### Tarefa a realizar
Localize na listagem abaixo todas as linhas em que aparece a palavra "boat" e copie cada uma delas.

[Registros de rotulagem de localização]
======

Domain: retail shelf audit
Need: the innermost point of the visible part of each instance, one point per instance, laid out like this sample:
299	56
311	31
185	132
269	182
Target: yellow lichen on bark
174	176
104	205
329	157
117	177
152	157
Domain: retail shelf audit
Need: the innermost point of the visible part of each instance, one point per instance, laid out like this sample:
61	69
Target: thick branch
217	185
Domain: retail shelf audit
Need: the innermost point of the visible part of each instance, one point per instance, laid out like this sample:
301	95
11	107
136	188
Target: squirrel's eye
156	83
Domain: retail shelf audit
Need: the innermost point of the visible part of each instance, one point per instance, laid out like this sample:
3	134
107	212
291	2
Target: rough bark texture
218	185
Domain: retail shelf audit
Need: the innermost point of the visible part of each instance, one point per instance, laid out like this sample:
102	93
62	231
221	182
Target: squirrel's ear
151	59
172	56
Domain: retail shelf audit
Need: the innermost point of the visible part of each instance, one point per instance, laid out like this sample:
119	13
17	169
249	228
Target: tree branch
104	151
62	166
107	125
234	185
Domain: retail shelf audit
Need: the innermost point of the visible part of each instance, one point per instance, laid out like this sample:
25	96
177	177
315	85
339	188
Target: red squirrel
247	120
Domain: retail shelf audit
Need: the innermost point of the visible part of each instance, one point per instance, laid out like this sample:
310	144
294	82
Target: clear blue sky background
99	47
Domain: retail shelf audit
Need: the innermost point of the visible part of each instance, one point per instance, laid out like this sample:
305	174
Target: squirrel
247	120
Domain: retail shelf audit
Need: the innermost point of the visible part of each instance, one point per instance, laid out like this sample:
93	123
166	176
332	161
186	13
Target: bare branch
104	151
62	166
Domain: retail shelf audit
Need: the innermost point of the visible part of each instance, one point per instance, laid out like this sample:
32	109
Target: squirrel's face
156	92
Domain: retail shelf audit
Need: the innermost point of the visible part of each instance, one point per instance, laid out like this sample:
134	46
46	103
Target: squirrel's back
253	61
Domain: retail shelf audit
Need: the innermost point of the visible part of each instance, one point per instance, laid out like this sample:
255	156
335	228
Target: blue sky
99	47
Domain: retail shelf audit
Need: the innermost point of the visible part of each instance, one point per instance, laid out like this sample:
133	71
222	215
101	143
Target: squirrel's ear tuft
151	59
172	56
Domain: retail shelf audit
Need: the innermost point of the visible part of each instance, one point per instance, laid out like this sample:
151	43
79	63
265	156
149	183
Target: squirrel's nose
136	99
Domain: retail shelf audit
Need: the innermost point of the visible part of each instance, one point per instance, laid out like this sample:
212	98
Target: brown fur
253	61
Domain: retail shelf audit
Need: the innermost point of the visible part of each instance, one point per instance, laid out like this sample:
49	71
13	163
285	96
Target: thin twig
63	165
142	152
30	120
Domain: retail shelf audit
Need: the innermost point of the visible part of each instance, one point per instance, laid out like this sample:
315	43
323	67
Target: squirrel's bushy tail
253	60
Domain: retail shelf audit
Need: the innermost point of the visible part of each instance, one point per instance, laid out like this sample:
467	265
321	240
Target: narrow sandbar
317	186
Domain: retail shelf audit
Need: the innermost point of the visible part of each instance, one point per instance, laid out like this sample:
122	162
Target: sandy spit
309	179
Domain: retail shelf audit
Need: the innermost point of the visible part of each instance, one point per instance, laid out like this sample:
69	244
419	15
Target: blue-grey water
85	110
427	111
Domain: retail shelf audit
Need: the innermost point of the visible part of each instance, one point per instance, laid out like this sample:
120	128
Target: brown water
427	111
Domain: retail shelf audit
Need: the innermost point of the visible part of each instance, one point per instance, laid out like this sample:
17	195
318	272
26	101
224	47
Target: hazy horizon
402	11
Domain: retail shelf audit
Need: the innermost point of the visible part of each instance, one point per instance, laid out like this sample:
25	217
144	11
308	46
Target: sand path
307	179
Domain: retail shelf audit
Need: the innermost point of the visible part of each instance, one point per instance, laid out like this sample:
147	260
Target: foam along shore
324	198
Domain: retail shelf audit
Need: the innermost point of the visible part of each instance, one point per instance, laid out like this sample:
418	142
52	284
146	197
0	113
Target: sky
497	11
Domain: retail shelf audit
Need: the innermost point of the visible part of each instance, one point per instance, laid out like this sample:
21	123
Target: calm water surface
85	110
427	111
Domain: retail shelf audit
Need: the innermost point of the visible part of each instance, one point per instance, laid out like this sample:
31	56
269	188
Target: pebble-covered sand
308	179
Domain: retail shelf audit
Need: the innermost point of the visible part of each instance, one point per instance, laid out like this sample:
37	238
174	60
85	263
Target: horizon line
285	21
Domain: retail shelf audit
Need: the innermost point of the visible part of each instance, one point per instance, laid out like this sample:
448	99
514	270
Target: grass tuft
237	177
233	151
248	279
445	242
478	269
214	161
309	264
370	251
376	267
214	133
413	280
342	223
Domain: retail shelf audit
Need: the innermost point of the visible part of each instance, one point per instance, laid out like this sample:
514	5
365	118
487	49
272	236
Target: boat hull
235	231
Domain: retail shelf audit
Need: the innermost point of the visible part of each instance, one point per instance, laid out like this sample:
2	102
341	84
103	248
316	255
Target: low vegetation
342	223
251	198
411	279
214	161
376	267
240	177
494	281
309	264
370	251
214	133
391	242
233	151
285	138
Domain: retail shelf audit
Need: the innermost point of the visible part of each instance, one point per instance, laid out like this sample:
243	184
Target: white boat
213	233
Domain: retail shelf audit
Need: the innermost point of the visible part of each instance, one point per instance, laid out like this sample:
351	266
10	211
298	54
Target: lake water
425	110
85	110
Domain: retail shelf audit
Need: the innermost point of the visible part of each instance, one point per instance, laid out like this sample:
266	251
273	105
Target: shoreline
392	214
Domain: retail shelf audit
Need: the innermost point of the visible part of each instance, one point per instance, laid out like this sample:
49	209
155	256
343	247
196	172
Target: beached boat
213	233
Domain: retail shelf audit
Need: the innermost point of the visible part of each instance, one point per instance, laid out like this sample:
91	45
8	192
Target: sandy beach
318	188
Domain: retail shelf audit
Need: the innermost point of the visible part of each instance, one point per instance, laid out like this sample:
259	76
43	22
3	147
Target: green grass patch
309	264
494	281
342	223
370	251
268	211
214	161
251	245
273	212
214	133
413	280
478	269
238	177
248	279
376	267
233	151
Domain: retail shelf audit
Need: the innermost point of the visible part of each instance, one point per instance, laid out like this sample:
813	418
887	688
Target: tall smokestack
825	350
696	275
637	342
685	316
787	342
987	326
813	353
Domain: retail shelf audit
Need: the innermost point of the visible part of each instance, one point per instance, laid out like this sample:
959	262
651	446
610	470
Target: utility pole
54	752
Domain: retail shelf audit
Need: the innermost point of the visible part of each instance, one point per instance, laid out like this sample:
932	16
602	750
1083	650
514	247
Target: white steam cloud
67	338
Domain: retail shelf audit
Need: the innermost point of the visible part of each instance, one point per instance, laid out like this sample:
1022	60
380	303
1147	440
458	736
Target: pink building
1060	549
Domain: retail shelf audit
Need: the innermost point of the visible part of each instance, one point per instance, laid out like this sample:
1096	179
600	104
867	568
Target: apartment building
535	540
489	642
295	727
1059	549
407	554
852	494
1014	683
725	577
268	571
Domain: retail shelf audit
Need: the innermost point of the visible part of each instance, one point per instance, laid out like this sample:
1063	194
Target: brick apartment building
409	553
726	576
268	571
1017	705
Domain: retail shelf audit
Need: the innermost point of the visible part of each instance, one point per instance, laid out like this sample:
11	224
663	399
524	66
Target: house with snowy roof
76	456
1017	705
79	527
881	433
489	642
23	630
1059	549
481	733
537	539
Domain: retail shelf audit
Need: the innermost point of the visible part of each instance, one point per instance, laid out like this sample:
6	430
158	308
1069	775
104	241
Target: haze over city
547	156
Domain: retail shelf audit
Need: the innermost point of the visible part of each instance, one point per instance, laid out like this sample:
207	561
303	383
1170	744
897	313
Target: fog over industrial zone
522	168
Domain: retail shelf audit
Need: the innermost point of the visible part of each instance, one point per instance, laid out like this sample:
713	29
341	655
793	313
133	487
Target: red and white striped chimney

======

### Solução do problema
Target: boat hull
Target: white boat
Target: beached boat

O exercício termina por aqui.